Objective:
Rewrite the data below, putting "Outline" wherever "Flag" appears and leaving everything else the same.

Material to process:

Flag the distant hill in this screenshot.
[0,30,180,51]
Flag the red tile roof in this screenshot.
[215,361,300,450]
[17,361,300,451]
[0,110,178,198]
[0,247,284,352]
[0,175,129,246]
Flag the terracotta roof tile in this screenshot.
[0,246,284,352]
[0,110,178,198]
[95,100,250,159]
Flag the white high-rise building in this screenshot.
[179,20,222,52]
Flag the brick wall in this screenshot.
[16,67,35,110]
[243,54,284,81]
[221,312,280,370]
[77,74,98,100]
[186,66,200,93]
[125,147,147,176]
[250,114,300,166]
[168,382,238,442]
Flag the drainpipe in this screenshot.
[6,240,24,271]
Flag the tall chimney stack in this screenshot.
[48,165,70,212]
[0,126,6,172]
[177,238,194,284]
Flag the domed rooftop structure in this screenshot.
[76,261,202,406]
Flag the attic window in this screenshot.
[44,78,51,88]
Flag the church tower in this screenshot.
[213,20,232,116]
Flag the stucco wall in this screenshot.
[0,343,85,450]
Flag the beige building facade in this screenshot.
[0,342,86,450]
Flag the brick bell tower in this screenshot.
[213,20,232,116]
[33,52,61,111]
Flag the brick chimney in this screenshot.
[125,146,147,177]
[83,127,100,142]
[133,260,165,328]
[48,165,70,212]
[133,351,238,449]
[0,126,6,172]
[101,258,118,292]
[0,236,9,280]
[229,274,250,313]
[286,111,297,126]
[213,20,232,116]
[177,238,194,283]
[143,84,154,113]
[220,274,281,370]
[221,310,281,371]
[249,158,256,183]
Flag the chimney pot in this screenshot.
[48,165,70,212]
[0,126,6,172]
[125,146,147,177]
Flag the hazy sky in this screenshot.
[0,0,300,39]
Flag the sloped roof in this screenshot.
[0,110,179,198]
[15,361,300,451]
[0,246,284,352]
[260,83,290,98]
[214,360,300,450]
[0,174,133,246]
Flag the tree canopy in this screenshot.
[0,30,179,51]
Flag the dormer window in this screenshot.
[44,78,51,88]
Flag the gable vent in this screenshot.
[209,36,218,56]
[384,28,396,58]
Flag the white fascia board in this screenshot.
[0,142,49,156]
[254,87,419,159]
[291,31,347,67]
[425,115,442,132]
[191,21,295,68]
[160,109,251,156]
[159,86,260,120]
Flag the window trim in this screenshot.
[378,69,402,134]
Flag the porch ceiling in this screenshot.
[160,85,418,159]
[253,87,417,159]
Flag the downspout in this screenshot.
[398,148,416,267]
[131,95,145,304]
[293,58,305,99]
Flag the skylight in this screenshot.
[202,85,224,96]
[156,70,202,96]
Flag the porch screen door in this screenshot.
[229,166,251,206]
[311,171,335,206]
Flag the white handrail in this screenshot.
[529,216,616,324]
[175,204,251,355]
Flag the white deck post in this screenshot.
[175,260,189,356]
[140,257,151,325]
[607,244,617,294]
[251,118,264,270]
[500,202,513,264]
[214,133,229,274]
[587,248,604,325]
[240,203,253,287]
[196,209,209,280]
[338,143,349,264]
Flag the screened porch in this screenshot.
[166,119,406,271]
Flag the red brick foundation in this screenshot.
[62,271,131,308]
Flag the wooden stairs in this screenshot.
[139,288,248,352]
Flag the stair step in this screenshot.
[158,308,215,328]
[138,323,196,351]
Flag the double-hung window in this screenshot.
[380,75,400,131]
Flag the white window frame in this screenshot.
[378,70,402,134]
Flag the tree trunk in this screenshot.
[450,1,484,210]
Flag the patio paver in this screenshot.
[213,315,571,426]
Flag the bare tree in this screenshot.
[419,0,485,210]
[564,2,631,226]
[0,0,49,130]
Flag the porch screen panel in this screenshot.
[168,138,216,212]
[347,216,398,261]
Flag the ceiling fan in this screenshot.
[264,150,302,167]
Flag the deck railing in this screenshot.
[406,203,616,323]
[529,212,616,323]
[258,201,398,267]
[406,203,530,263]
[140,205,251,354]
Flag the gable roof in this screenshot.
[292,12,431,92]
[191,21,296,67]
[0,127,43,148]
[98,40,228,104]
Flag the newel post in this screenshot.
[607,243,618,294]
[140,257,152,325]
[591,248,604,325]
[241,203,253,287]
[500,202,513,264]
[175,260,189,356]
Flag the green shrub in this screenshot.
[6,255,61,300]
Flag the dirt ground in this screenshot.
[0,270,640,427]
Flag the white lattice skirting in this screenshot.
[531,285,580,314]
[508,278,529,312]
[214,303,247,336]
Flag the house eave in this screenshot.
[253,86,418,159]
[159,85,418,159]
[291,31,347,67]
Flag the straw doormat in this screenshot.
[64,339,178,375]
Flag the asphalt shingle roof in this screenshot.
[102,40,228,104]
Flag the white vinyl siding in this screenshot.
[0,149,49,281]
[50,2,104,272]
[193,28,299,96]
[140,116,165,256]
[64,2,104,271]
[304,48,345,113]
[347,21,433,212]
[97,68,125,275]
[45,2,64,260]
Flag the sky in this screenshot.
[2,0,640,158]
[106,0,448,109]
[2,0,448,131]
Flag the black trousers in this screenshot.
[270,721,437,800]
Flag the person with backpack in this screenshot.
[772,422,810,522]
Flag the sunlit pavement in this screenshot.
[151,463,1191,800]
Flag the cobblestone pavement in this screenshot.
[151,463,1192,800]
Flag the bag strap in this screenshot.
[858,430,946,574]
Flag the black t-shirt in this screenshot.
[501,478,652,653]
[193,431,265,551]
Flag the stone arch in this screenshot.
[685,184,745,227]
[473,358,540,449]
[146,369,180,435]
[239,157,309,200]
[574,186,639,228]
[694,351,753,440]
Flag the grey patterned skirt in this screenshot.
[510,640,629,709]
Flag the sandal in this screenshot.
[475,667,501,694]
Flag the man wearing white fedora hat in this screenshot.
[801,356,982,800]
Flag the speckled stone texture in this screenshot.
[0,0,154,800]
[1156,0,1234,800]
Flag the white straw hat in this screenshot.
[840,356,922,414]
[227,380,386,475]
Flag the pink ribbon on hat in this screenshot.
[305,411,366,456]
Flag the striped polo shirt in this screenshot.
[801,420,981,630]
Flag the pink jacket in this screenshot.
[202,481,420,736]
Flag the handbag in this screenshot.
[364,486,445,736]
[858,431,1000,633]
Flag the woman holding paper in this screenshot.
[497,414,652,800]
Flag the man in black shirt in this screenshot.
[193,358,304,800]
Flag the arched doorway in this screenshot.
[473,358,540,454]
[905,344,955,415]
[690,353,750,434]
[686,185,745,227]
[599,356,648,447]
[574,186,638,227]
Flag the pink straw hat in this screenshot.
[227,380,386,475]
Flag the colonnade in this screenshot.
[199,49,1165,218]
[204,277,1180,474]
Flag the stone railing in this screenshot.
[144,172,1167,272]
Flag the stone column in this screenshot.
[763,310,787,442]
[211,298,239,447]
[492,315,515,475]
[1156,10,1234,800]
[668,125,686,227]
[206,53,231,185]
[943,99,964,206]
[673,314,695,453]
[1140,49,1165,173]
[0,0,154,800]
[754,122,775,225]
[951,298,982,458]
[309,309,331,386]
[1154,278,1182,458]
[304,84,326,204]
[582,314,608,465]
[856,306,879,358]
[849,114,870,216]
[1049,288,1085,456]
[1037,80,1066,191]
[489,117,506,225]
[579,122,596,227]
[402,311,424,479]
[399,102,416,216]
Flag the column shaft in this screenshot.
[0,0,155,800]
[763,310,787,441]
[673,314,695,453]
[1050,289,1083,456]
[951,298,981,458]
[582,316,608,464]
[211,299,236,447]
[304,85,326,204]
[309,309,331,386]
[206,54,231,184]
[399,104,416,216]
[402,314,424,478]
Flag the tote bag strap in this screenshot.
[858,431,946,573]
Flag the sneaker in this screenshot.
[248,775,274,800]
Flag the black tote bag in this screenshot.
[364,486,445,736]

Response to the exercise:
Outline the distant hill in this screenshot.
[0,30,180,51]
Outline the red tile roof in this screenshot.
[215,361,300,450]
[17,361,300,451]
[0,110,178,198]
[0,247,284,352]
[0,175,129,246]
Outline the terracotta roof tile in this screenshot.
[0,246,284,352]
[0,110,178,198]
[95,100,250,159]
Outline the white high-rise building in this screenshot.
[179,20,222,52]
Outline the brick wall in this screenshot.
[16,67,35,110]
[243,54,284,81]
[221,312,280,370]
[77,74,98,100]
[186,66,200,93]
[125,147,147,176]
[250,114,300,166]
[168,382,238,442]
Outline the drainpipe in this screenshot.
[6,240,24,271]
Outline the tall chimney stack in this screenshot.
[48,165,70,212]
[0,126,6,172]
[177,238,194,284]
Outline the domed rooftop structure in this screenshot.
[76,261,202,406]
Outline the attic window in this screenshot.
[44,78,51,88]
Outline the church tower in this screenshot.
[213,20,232,116]
Outline the stucco wall in this screenshot.
[0,343,85,450]
Outline the beige building facade in this screenshot.
[0,342,86,450]
Outline the brick bell tower in this screenshot.
[213,20,232,116]
[33,52,61,111]
Outline the brick chimney in this screenshot.
[125,146,147,177]
[83,127,100,142]
[133,260,165,328]
[48,165,70,212]
[133,351,238,449]
[0,126,6,172]
[101,258,118,292]
[0,236,9,280]
[229,274,250,313]
[286,111,297,126]
[213,20,232,116]
[177,238,194,283]
[143,84,154,113]
[220,274,281,370]
[221,310,281,371]
[249,158,256,183]
Outline the chimney pot in this screenshot.
[48,165,70,212]
[0,126,6,172]
[125,146,147,177]
Outline the hazy sky in this screenshot.
[0,0,300,39]
Outline the sloped roof in this screenshot.
[0,110,179,198]
[15,361,300,451]
[0,246,284,352]
[260,83,290,98]
[214,360,300,450]
[0,174,133,246]
Outline the tree canopy in this screenshot.
[0,30,179,51]
Outline the dormer window in this screenshot.
[44,78,51,88]
Outline the gable vent in this screenshot.
[209,36,218,56]
[384,28,396,58]
Outline the white fascia board in this screenshot.
[0,142,49,156]
[254,87,419,159]
[291,31,347,67]
[425,115,442,132]
[191,21,295,68]
[160,109,251,156]
[159,86,260,120]
Outline the window trim in this screenshot.
[378,69,402,134]
Outline the porch ceiling in this screenshot.
[160,85,418,159]
[253,87,417,159]
Outline the downspout in this screenshot.
[398,148,416,267]
[131,95,145,304]
[293,58,305,99]
Outline the skylight in this screenshot.
[202,85,224,96]
[156,70,202,96]
Outline the porch screen door in this screenshot.
[229,166,251,206]
[311,171,335,206]
Outline the white handrail in this screenshot.
[529,216,616,324]
[175,204,251,355]
Outline the white deck post in this screenshot.
[175,260,189,356]
[140,257,151,325]
[607,244,617,294]
[251,118,264,270]
[500,202,513,264]
[214,133,229,274]
[587,248,604,325]
[240,203,253,287]
[196,209,209,280]
[338,143,349,264]
Outline the screened porch in this screenshot.
[166,119,406,271]
Outline the red brick foundation in this screenshot.
[62,271,131,308]
Outline the wooden stairs in this screenshot.
[139,288,248,352]
Outline the stair step in this screenshot.
[158,308,215,328]
[138,323,196,351]
Outline the double-hung window in this screenshot.
[380,75,400,131]
Outline the white window frame in this screenshot.
[378,70,402,134]
Outline the tree trunk in this screenshot.
[450,1,484,210]
Outline the patio paver in this screenshot.
[213,315,571,426]
Outline the bare tree in this screenshot.
[419,0,485,210]
[564,2,631,226]
[0,0,49,130]
Outline the porch screen panel in this screenshot.
[168,138,216,212]
[347,216,398,261]
Outline the ceiling fan in this screenshot.
[264,150,302,167]
Outline the deck railing in this screenshot.
[406,203,616,323]
[529,212,616,323]
[258,201,398,267]
[406,203,530,263]
[140,205,251,354]
Outline the gable roof in this screenshot.
[292,12,431,92]
[191,21,296,67]
[0,127,43,148]
[98,40,228,104]
Outline the newel post in this screenshot.
[607,243,618,294]
[140,257,152,325]
[591,248,604,325]
[241,203,253,287]
[500,202,513,264]
[175,260,189,356]
Outline the green shrub in this screenshot.
[6,255,61,300]
Outline the dirt ground in this screenshot.
[0,270,640,427]
Outline the white lattice skirting in this screenshot.
[531,285,580,314]
[508,278,529,312]
[214,303,247,336]
Outline the house eave in this screenshot.
[253,86,418,159]
[159,85,418,159]
[291,31,347,67]
Outline the straw doormat in this screenshot.
[64,339,178,375]
Outline the asphalt shingle roof in this screenshot.
[102,40,228,104]
Outline the white vinyl siding in this screenshot.
[0,149,49,281]
[50,2,104,272]
[193,28,299,96]
[140,116,165,256]
[64,2,104,271]
[304,48,345,113]
[347,21,433,212]
[97,68,125,275]
[45,2,64,260]
Outline the sky in this screenshot.
[2,0,640,158]
[106,0,448,109]
[2,0,448,131]
Outline the black trousers in this screenshot.
[270,721,437,800]
Outline the person with backpack in this screenshot.
[772,422,810,522]
Outline the sunlit pavement in this screenshot.
[151,463,1191,800]
Outline the cobblestone pavement in this screenshot.
[151,463,1192,800]
Outline the bag strap in this screenshot.
[858,430,946,574]
Outline the black t-shirt in this screenshot.
[501,478,652,653]
[193,431,265,551]
Outline the stone arch in this screenshot.
[685,184,745,227]
[473,358,540,449]
[146,369,180,435]
[239,157,309,200]
[574,186,639,228]
[694,351,753,440]
Outline the grey patterned skirt in this screenshot.
[510,640,629,709]
Outline the sandal in this screenshot.
[475,667,501,694]
Outline the man wearing white fedora hat in this screenshot.
[801,356,982,800]
Outline the speckled stone texture in this screenshot.
[0,0,154,800]
[1156,0,1234,800]
Outline the white straw hat in this screenshot.
[840,356,922,414]
[227,380,386,475]
Outline the pink ribbon on hat in this screenshot.
[305,411,366,456]
Outline the striped polo shirt in this screenshot.
[801,420,981,630]
Outline the pink jacket in this screenshot.
[202,481,420,736]
Outline the handbag in this screenshot.
[364,486,445,736]
[858,431,1000,633]
Outline the woman holding paper in this screenshot.
[497,414,652,800]
Outline the man in black shirt in this screenshot.
[193,358,304,800]
Outline the arched doorway in this screenshot.
[473,358,540,454]
[905,344,955,415]
[690,353,750,434]
[686,185,745,227]
[599,356,648,447]
[574,186,638,227]
Outline the pink straw hat in this screenshot.
[227,380,386,475]
Outline the colonnade in this screenshot.
[199,49,1165,218]
[204,277,1180,474]
Outline the stone railing in this screenshot.
[144,172,1167,272]
Outline the stone column in this screenshot.
[763,310,787,442]
[211,298,239,447]
[492,315,515,475]
[1156,10,1234,800]
[668,125,686,227]
[206,53,231,185]
[943,99,964,206]
[673,314,695,453]
[1140,49,1165,173]
[0,0,154,800]
[754,122,775,225]
[951,298,982,458]
[309,309,331,386]
[1154,278,1182,458]
[304,84,326,204]
[582,314,608,465]
[856,306,879,358]
[849,114,870,216]
[1049,288,1085,456]
[1037,80,1066,191]
[489,117,506,225]
[579,122,596,227]
[402,311,424,479]
[399,102,416,216]
Outline the column shaft in this screenshot.
[0,0,155,800]
[763,310,787,441]
[673,314,695,453]
[1050,289,1083,456]
[951,298,981,458]
[582,316,608,464]
[211,299,236,447]
[304,85,326,204]
[309,309,331,386]
[206,54,231,184]
[399,104,416,216]
[402,314,424,478]
Outline the tote bag strap in this screenshot.
[858,431,946,573]
Outline the sneaker in this screenshot.
[248,775,274,800]
Outline the black tote bag in this screenshot.
[364,486,445,736]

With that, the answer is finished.